------ AUSGEWÄHLTER TEXTAUSZUG ------

Streit bei schalke 04: huub stevens verteidigt clemens tönnies entschieden
Unruhe beim fc schalke 04: stevens nimmt partei
Ein Streit abseits des Platzes überschattet die sportlich positive Entwicklung beim FC Schalke 04. Der langjährige Trainer Huub Stevens hat sich öffentlich und deutlich hinter Clemens Tönnies gestellt und die Angriffe gegen den ehemaligen Aufsichtsratschef scharf kritisiert. Die Situation hat zu Diskussionen innerhalb des Vereins und in der Öffentlichkeit geführt.

Stevens verteidigt seinen freund tönnies
„So ein Verhalten ist Clemens gegenüber nicht gerecht, das ist einfach unfair“, so Stevens gegenüber Sport1. Er betonte die Verdienste von Tönnies für den Verein: „Er ist mein Freund, und man darf nicht vergessen, wie viel er für Schalke getan hat. Er hat für diesen Verein gearbeitet, gekämpft, Verantwortung übernommen und immer Herzblut gezeigt.“ Die aktuelle Auseinandersetzung bereitet ihm große Sorgen.

------ ROHDATEN ------

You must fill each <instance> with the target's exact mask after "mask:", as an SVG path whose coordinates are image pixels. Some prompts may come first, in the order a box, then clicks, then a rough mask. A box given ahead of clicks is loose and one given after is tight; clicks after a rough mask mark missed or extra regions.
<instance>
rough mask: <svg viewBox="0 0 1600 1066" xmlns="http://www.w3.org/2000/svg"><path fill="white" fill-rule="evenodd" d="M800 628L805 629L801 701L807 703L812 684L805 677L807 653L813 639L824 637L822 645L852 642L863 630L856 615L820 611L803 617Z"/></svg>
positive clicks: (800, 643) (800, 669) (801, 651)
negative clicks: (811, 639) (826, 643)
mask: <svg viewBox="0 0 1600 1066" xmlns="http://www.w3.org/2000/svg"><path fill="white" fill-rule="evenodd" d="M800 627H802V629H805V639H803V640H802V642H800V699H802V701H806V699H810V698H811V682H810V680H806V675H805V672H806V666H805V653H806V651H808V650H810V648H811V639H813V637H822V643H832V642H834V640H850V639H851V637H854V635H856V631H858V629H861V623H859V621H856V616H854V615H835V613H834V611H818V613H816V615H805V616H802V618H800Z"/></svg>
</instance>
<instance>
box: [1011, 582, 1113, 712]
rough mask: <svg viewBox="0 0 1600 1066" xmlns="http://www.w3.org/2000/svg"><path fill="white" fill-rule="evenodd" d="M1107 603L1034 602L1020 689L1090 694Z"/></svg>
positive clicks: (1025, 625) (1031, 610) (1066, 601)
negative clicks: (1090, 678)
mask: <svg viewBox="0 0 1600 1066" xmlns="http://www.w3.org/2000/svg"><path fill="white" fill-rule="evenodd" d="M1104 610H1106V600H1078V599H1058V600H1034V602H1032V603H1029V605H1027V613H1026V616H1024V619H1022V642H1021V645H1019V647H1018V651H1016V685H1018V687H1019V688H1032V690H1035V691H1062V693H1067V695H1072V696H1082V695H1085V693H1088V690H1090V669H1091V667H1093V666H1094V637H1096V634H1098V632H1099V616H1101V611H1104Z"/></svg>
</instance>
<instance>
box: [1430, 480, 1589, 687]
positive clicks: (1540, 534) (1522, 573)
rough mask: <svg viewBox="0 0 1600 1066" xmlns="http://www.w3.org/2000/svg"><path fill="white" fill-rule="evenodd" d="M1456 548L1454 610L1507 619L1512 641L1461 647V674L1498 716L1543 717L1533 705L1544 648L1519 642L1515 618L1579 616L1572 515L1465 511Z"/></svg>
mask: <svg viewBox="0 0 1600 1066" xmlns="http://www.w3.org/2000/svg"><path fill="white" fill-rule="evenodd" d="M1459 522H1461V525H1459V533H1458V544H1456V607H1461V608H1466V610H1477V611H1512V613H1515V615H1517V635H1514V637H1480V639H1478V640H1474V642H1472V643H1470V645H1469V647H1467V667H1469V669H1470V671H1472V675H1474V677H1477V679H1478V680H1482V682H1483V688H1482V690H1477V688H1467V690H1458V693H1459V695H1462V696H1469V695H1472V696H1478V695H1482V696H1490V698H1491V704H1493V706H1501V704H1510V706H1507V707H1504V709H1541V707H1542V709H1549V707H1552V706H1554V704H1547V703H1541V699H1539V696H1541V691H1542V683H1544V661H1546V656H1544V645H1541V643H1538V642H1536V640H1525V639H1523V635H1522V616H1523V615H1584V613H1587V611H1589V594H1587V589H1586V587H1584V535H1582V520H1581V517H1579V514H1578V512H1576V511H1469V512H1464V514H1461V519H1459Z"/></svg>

------

▶ **DEINE AUFGABE**
Schreib den Bericht darüber, wie Huub Stevens sich für Clemens Tönnies einsetzt, nach seinem letzten Satz weiter.

▶ **ERGEBNIS DER ÜBUNG**
Proteste der ultras und die reaktion von tönnies
Beim Heimspiel gegen Dynamo Dresden wurden in der Nordkurve beleidigende Plakate der Ultras Gelsenkirchen gegen Tönnies gezeigt. Slogans wie „Halt dich an dein Wort, Schweinepriester!“ und „Kein Ehrenpräsident für Ehrenlose. Verpiss dich, Tönnies!“ sorgten für Empörung. Tönnies selbst zeigte sich irritiert und bezeichnete die Ultras als eine „kleine, aber laute Gruppe“ innerhalb des Vereins.
Differenzierung und appell zur einigkeit
Stevens mahnte zur Differenzierung und betonte, dass die Ultras nur einen kleinen Teil der Fangemeinde darstellen. „Schalke ist größer als das. Wir kämpfen hier alle gemeinsam für den Aufstieg“, so der ehemalige Trainer. Er distanzierte sich von den radikalen Protesten, unterstrich aber gleichzeitig die Bedeutung von Tönnies für den Verein.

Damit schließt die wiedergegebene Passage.